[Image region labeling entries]

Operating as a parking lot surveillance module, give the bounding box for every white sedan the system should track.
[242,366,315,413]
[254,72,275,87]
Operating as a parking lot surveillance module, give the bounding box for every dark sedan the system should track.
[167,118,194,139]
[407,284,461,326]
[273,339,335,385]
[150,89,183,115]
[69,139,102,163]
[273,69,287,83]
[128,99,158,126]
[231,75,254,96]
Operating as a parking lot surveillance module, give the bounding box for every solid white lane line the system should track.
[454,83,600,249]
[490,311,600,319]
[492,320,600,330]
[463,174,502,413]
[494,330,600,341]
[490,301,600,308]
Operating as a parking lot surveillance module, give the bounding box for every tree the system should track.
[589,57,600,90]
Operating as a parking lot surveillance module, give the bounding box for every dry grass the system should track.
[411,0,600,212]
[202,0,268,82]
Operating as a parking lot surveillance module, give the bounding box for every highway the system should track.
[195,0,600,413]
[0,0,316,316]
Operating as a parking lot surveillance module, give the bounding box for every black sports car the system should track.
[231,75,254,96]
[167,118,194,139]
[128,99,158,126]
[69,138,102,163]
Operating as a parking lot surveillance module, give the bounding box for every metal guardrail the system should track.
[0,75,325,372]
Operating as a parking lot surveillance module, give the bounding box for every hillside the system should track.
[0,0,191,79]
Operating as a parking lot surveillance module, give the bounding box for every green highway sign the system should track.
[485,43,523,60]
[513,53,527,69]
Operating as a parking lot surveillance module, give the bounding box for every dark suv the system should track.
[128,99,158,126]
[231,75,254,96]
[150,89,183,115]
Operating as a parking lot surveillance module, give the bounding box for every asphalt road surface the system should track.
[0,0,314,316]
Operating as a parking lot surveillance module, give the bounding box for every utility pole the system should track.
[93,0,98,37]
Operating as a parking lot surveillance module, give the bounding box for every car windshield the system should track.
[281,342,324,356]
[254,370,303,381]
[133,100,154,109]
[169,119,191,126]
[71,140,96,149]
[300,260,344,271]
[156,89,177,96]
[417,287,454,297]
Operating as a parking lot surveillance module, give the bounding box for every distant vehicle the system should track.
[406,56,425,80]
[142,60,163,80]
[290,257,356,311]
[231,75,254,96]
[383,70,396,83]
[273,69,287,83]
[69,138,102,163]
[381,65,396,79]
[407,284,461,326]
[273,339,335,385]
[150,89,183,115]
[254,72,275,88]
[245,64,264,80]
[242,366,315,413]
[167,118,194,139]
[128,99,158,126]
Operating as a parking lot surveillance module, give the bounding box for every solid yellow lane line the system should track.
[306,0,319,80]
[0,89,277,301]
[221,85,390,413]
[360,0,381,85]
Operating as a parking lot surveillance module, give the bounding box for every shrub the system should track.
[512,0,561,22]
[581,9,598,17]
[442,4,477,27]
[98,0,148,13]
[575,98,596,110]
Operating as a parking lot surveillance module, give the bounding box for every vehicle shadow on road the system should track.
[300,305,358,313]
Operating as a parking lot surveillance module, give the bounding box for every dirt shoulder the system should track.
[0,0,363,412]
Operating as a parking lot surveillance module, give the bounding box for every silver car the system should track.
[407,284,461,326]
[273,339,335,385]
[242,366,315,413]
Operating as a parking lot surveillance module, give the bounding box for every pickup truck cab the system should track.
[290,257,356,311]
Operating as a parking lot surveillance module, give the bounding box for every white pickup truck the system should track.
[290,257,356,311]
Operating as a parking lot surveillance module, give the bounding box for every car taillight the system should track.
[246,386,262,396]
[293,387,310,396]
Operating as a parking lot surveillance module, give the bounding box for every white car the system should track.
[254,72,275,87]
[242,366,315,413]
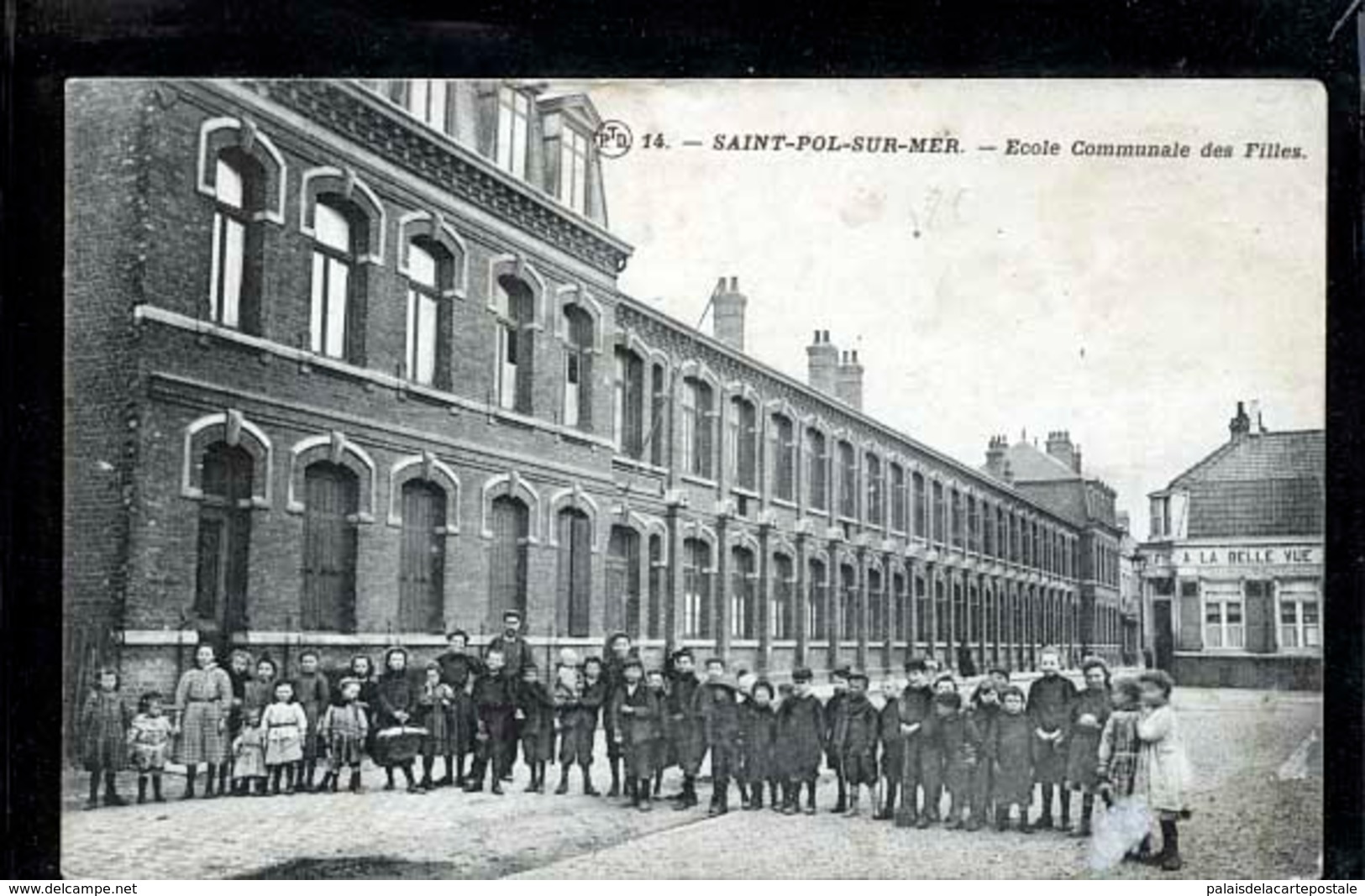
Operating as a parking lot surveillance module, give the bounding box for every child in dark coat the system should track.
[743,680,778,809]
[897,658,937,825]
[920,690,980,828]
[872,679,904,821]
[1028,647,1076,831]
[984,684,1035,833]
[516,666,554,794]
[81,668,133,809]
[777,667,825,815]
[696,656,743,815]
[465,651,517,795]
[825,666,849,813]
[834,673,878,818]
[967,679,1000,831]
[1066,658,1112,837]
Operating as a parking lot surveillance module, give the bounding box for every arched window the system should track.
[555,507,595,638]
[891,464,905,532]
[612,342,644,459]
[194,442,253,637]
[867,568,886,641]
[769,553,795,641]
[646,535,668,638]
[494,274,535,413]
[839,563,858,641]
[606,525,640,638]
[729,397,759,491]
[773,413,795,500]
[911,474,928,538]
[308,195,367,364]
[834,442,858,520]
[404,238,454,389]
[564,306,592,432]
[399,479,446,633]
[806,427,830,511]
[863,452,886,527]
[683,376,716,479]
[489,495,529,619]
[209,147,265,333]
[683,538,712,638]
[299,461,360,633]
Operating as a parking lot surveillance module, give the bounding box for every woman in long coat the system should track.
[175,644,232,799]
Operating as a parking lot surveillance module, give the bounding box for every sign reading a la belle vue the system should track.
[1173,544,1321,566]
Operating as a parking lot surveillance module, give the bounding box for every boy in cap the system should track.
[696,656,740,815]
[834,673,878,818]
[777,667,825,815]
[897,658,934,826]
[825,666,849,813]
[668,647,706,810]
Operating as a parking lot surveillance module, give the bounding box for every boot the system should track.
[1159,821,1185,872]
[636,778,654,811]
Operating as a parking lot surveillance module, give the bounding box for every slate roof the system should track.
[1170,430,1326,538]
---
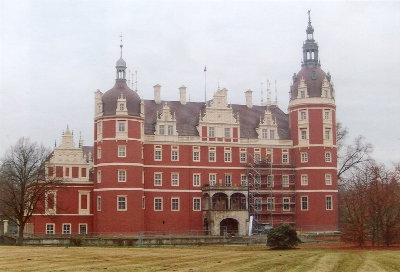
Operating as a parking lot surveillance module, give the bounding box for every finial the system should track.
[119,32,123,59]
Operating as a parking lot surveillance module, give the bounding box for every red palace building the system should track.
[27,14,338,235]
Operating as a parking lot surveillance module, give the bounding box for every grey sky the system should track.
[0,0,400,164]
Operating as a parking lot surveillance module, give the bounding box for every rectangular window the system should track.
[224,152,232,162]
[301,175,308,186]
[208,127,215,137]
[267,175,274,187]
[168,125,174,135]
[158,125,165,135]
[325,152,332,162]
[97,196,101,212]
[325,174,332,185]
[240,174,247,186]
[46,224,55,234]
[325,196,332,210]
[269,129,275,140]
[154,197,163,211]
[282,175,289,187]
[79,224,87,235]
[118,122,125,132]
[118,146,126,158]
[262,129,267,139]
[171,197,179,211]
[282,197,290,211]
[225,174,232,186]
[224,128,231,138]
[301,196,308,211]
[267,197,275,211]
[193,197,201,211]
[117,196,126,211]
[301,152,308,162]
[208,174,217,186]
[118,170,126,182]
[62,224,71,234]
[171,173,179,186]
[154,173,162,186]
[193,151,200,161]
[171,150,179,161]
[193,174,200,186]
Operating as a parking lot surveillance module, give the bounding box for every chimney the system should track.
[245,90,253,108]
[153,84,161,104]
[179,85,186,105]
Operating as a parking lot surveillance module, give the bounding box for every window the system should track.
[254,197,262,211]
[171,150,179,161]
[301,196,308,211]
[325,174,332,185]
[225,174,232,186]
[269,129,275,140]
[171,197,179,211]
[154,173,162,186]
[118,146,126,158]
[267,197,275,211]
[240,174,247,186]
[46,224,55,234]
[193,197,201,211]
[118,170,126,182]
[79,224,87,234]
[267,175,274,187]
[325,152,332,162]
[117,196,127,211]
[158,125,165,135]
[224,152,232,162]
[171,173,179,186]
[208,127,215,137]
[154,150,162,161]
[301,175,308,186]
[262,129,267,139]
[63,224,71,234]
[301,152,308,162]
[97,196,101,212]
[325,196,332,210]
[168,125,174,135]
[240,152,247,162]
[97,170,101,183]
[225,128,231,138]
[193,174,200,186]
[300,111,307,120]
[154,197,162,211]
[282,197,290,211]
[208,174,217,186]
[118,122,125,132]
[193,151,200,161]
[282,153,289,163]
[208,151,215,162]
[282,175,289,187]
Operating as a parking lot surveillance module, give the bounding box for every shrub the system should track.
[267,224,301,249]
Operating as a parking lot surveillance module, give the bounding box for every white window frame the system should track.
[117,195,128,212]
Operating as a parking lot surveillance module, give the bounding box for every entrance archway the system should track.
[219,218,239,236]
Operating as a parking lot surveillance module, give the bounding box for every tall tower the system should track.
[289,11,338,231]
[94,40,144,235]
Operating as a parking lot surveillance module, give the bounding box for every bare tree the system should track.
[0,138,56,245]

# Your goal:
Please copy the rows starting at the line that contains "bare tree the system should track." and ending at the line that contains "[0,138,56,245]", keeping every character the same.

# Response:
Operating as a parking lot surveillance module, give the bounding box for every bare tree the system should track.
[0,138,56,245]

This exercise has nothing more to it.